▸ **Aim of the exercise**
A line below contains "Pick out each instance of the cinnamon", and a later one contains "Query = spice heap". Repeat both, with every line between them, exactly.
── Entries provided
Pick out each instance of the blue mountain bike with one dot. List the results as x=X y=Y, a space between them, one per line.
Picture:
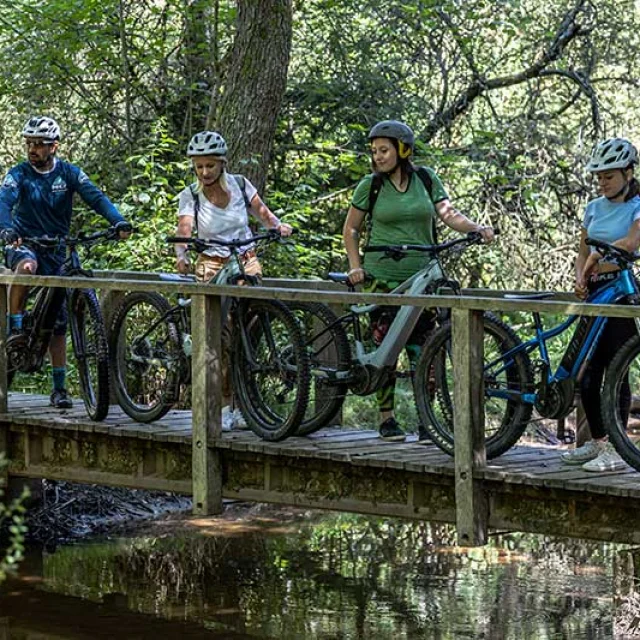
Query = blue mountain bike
────
── Entries provided
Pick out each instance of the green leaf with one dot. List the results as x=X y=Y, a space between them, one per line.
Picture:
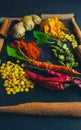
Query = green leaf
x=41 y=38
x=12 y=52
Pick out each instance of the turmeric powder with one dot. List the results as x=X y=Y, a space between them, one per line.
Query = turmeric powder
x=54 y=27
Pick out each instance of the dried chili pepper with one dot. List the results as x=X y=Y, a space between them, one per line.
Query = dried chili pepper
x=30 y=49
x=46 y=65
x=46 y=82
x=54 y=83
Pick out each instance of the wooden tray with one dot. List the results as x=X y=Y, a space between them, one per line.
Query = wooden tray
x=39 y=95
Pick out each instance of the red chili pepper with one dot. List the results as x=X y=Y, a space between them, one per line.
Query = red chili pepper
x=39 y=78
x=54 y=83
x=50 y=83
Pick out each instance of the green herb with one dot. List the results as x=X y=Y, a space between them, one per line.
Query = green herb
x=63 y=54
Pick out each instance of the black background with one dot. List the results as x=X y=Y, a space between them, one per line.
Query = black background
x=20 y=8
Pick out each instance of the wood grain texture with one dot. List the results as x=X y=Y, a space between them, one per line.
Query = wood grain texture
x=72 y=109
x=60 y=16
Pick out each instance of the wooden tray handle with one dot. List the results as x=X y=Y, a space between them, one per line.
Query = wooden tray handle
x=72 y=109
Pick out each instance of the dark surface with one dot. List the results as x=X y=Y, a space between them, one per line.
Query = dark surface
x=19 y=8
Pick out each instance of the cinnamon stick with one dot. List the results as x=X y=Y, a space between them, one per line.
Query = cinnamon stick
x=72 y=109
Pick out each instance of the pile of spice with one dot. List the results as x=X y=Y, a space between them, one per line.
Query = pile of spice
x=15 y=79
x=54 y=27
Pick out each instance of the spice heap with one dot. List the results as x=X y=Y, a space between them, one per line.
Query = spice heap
────
▸ **Task answer**
Pick out each instance of the cinnamon stick with one dot. List the results as x=X y=Y, a space between them, one per line.
Query = cinnamon stick
x=72 y=109
Pick out each instance of the pile of spice with one dot. List the results as x=X y=Y, a space between them, one per line.
Query = pile of spice
x=15 y=79
x=54 y=27
Pick out each instance of the spice heap with one dot. List the results as x=X y=Y, a space between them, one per line.
Query = spice heap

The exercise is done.